> _Problemler ve görevler_
[a] Mustafa Ceceli röportajına göre albümdeki şarkılardan hangisinin düzenlemesi Ceceli'ye ait değil?
[b] Mustafa Ceceli röportajında 'Es' albümünün hazırlıklarının uzun sürmesi için hangi gerekçe veriliyor? Bir ile üç cümle arasında açıklayın.

> _Sayfa alıntısı_
--------
Mustafa Ceceli: 'Yargısız bir hayat yaşıyorum'
O aslında çok iyi bir aranjör. Şarkıcılar, şarkılarını ona emanet ederken içleri rahat ve ortaya çıkan sonucu çok beğeniyorlar. Dokunduğu şarkılar bir başka geliyor kulağa...
- İlk albümden sonra uzun bir ara verip çıkardınız
'Es'i. Neden bu kadar uzun sürdü hazırlıklar?..
Sanırım
bir gelenek oldu bu. İlk albümümün hazırlıkları da iki sene
sürmüştü. Repertuar kısmında çok ince eleyip sık dokuyorum. Sesime
ve söyleme tarzıma yakışan şarkıyı arıyorum. Sadece 'Es' isimli
şarkının düzenlemesi bana ait değil. Diğer bütün şarkıların
aranjesini ben yaptım.
- Nil Karaibrahimgil'in bir şarkısını seslendirmişsiniz.
Nasıl karar verdiniz?
--------
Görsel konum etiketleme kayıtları
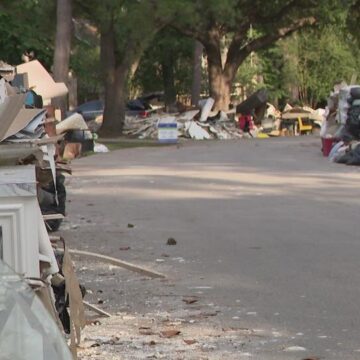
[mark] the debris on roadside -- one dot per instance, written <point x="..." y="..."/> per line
<point x="340" y="133"/>
<point x="171" y="241"/>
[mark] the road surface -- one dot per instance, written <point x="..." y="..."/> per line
<point x="267" y="234"/>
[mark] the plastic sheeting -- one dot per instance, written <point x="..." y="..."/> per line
<point x="27" y="332"/>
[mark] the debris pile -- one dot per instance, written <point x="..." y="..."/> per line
<point x="193" y="124"/>
<point x="32" y="198"/>
<point x="340" y="132"/>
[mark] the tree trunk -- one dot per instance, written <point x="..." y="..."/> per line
<point x="197" y="73"/>
<point x="167" y="66"/>
<point x="220" y="84"/>
<point x="62" y="47"/>
<point x="115" y="77"/>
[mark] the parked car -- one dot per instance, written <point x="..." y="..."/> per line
<point x="138" y="107"/>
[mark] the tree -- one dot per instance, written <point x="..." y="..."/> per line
<point x="25" y="27"/>
<point x="317" y="61"/>
<point x="165" y="66"/>
<point x="62" y="47"/>
<point x="126" y="28"/>
<point x="197" y="72"/>
<point x="223" y="27"/>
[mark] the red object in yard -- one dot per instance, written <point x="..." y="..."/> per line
<point x="327" y="144"/>
<point x="246" y="123"/>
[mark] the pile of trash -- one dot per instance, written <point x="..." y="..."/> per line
<point x="34" y="196"/>
<point x="193" y="124"/>
<point x="341" y="131"/>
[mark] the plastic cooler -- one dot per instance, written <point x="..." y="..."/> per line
<point x="327" y="144"/>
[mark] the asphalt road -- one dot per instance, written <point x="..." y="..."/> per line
<point x="267" y="231"/>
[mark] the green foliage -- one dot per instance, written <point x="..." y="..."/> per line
<point x="316" y="61"/>
<point x="167" y="43"/>
<point x="26" y="25"/>
<point x="85" y="62"/>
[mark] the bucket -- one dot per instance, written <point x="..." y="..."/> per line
<point x="167" y="130"/>
<point x="327" y="144"/>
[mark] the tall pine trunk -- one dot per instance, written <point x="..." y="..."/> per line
<point x="115" y="78"/>
<point x="62" y="47"/>
<point x="167" y="66"/>
<point x="197" y="73"/>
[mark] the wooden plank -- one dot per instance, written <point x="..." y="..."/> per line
<point x="117" y="262"/>
<point x="96" y="309"/>
<point x="53" y="217"/>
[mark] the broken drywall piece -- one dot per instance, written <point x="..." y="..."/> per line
<point x="188" y="115"/>
<point x="73" y="122"/>
<point x="3" y="91"/>
<point x="41" y="81"/>
<point x="22" y="121"/>
<point x="205" y="111"/>
<point x="195" y="131"/>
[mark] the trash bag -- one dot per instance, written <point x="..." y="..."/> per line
<point x="49" y="206"/>
<point x="355" y="157"/>
<point x="61" y="300"/>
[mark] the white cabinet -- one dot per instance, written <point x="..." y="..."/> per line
<point x="19" y="220"/>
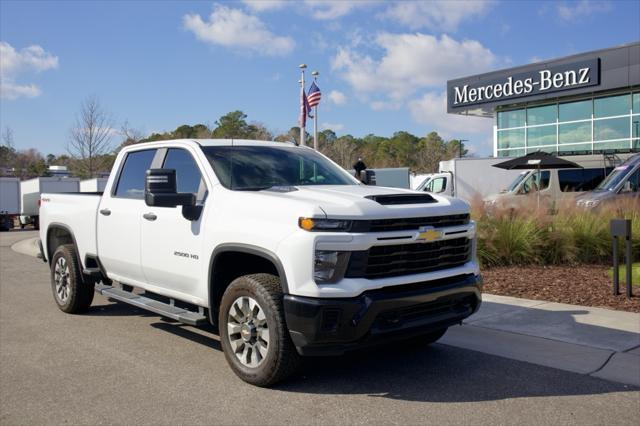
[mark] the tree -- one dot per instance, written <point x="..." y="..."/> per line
<point x="130" y="135"/>
<point x="231" y="126"/>
<point x="90" y="138"/>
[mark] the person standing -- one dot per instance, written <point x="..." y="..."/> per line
<point x="360" y="167"/>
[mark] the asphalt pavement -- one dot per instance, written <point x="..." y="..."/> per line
<point x="118" y="364"/>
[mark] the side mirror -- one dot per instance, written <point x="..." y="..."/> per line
<point x="160" y="190"/>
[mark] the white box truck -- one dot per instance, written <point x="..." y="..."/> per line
<point x="470" y="178"/>
<point x="30" y="195"/>
<point x="93" y="185"/>
<point x="9" y="201"/>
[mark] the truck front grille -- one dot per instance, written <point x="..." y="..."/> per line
<point x="407" y="259"/>
<point x="410" y="223"/>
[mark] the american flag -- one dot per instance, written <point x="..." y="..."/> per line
<point x="305" y="109"/>
<point x="314" y="95"/>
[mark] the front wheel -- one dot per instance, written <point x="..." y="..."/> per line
<point x="253" y="333"/>
<point x="70" y="293"/>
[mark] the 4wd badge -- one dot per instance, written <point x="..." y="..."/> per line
<point x="429" y="234"/>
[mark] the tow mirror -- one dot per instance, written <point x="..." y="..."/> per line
<point x="161" y="190"/>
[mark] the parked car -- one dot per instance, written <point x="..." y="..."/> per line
<point x="9" y="201"/>
<point x="622" y="183"/>
<point x="555" y="186"/>
<point x="276" y="245"/>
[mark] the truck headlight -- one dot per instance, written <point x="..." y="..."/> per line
<point x="311" y="224"/>
<point x="329" y="266"/>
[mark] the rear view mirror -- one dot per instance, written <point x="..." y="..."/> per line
<point x="160" y="190"/>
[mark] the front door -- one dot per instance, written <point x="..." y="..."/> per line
<point x="119" y="219"/>
<point x="173" y="260"/>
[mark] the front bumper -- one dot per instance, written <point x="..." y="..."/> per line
<point x="334" y="326"/>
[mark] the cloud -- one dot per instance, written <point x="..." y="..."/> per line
<point x="332" y="126"/>
<point x="575" y="10"/>
<point x="15" y="64"/>
<point x="235" y="29"/>
<point x="333" y="9"/>
<point x="337" y="97"/>
<point x="431" y="110"/>
<point x="411" y="62"/>
<point x="437" y="15"/>
<point x="264" y="5"/>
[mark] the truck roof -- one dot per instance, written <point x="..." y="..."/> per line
<point x="215" y="142"/>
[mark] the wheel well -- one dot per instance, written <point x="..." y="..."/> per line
<point x="57" y="236"/>
<point x="229" y="265"/>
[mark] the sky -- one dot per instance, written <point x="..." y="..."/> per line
<point x="383" y="65"/>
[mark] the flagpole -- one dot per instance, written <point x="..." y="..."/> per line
<point x="302" y="127"/>
<point x="315" y="75"/>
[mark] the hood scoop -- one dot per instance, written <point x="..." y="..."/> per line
<point x="400" y="199"/>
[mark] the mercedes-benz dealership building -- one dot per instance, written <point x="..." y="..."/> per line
<point x="585" y="103"/>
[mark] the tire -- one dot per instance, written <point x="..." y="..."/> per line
<point x="70" y="293"/>
<point x="242" y="334"/>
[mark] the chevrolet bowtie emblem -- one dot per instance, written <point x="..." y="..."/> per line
<point x="429" y="234"/>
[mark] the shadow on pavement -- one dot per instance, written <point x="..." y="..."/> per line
<point x="410" y="371"/>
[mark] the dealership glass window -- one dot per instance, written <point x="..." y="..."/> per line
<point x="578" y="147"/>
<point x="515" y="118"/>
<point x="511" y="138"/>
<point x="543" y="135"/>
<point x="511" y="153"/>
<point x="550" y="149"/>
<point x="623" y="144"/>
<point x="574" y="132"/>
<point x="572" y="111"/>
<point x="612" y="128"/>
<point x="542" y="115"/>
<point x="611" y="106"/>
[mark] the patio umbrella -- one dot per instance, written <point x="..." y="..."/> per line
<point x="537" y="161"/>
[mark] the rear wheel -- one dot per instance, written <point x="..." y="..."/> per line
<point x="253" y="332"/>
<point x="70" y="293"/>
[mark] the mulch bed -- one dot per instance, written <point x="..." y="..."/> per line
<point x="586" y="285"/>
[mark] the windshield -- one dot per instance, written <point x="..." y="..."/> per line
<point x="614" y="178"/>
<point x="252" y="168"/>
<point x="517" y="181"/>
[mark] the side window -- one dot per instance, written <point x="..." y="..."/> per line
<point x="632" y="183"/>
<point x="536" y="182"/>
<point x="188" y="175"/>
<point x="131" y="181"/>
<point x="438" y="185"/>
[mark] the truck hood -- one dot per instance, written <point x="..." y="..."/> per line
<point x="350" y="202"/>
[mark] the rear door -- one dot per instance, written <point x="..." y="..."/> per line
<point x="172" y="246"/>
<point x="120" y="216"/>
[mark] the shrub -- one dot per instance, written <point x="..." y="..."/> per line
<point x="565" y="234"/>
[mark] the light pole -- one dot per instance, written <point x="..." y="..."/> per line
<point x="303" y="107"/>
<point x="315" y="75"/>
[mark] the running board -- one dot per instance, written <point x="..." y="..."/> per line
<point x="170" y="311"/>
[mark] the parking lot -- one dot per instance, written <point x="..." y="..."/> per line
<point x="117" y="364"/>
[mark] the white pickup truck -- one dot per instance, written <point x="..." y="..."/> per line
<point x="275" y="245"/>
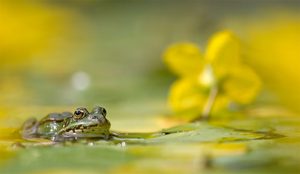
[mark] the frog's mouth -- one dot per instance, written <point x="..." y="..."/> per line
<point x="83" y="130"/>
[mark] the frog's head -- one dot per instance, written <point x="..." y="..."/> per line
<point x="87" y="124"/>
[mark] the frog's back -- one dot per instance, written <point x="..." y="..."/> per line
<point x="52" y="123"/>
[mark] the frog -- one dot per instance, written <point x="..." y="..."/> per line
<point x="67" y="125"/>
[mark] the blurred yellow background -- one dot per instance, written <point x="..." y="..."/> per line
<point x="74" y="53"/>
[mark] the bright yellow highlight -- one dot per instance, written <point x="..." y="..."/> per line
<point x="275" y="53"/>
<point x="219" y="70"/>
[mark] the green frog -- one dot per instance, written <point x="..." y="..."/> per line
<point x="64" y="126"/>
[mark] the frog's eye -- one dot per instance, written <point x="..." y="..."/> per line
<point x="79" y="113"/>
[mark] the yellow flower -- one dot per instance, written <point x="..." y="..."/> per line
<point x="209" y="83"/>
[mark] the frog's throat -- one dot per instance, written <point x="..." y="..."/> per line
<point x="73" y="128"/>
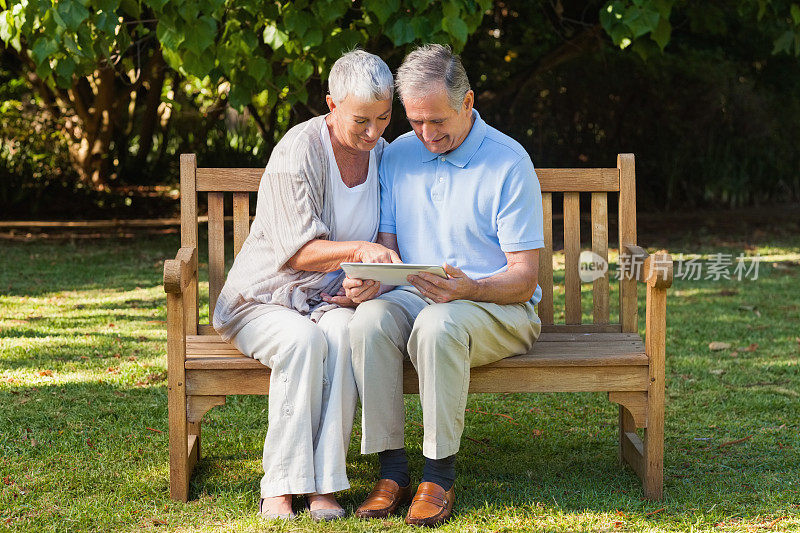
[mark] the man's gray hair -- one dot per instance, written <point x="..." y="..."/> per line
<point x="360" y="74"/>
<point x="427" y="65"/>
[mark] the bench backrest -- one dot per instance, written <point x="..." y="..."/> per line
<point x="598" y="182"/>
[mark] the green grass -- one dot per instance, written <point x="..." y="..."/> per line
<point x="83" y="414"/>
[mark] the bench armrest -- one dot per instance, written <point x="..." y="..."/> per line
<point x="654" y="270"/>
<point x="180" y="271"/>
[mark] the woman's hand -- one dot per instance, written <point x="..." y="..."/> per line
<point x="340" y="299"/>
<point x="371" y="252"/>
<point x="361" y="290"/>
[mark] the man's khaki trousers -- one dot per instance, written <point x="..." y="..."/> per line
<point x="443" y="341"/>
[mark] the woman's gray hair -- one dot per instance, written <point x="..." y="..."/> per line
<point x="360" y="74"/>
<point x="432" y="63"/>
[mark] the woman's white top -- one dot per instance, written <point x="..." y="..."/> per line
<point x="355" y="211"/>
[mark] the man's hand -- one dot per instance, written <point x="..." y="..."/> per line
<point x="361" y="290"/>
<point x="458" y="286"/>
<point x="371" y="252"/>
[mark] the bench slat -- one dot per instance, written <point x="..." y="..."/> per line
<point x="550" y="179"/>
<point x="552" y="351"/>
<point x="216" y="248"/>
<point x="572" y="246"/>
<point x="600" y="290"/>
<point x="545" y="307"/>
<point x="483" y="379"/>
<point x="241" y="220"/>
<point x="548" y="335"/>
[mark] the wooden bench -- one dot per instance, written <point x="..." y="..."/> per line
<point x="568" y="357"/>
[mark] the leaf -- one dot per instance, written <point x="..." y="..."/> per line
<point x="65" y="68"/>
<point x="641" y="21"/>
<point x="73" y="13"/>
<point x="301" y="69"/>
<point x="168" y="36"/>
<point x="383" y="9"/>
<point x="259" y="69"/>
<point x="795" y="10"/>
<point x="239" y="96"/>
<point x="274" y="37"/>
<point x="662" y="33"/>
<point x="450" y="9"/>
<point x="297" y="21"/>
<point x="131" y="7"/>
<point x="201" y="35"/>
<point x="457" y="28"/>
<point x="401" y="32"/>
<point x="312" y="39"/>
<point x="43" y="48"/>
<point x="784" y="42"/>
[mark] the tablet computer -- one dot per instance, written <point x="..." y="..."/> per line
<point x="389" y="273"/>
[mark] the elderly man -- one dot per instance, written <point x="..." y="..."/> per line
<point x="459" y="192"/>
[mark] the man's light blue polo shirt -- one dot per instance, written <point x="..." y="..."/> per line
<point x="465" y="208"/>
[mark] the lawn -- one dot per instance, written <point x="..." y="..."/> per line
<point x="83" y="413"/>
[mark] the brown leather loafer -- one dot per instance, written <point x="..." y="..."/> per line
<point x="384" y="499"/>
<point x="432" y="505"/>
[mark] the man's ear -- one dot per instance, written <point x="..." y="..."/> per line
<point x="469" y="100"/>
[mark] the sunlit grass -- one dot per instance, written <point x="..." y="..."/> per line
<point x="83" y="416"/>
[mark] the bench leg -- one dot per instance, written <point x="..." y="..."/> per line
<point x="179" y="448"/>
<point x="182" y="447"/>
<point x="193" y="428"/>
<point x="653" y="477"/>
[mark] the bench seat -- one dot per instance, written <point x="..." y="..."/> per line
<point x="569" y="362"/>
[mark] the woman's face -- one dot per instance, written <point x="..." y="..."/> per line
<point x="358" y="125"/>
--------
> _Çözüm listesi_
[a] 'Es' isimli şarkının düzenlemesi.

[b] Ceceli, repertuvar seçiminde çok ince eleyip sık dokuduğunu ve sesine ve söyleme tarzına yakışan şarkıyı aradığını söylüyor. Ayrıca bunun bir gelenek olduğunu belirtiyor, çünkü ilk albümünün hazırlıkları da iki sene sürmüştü.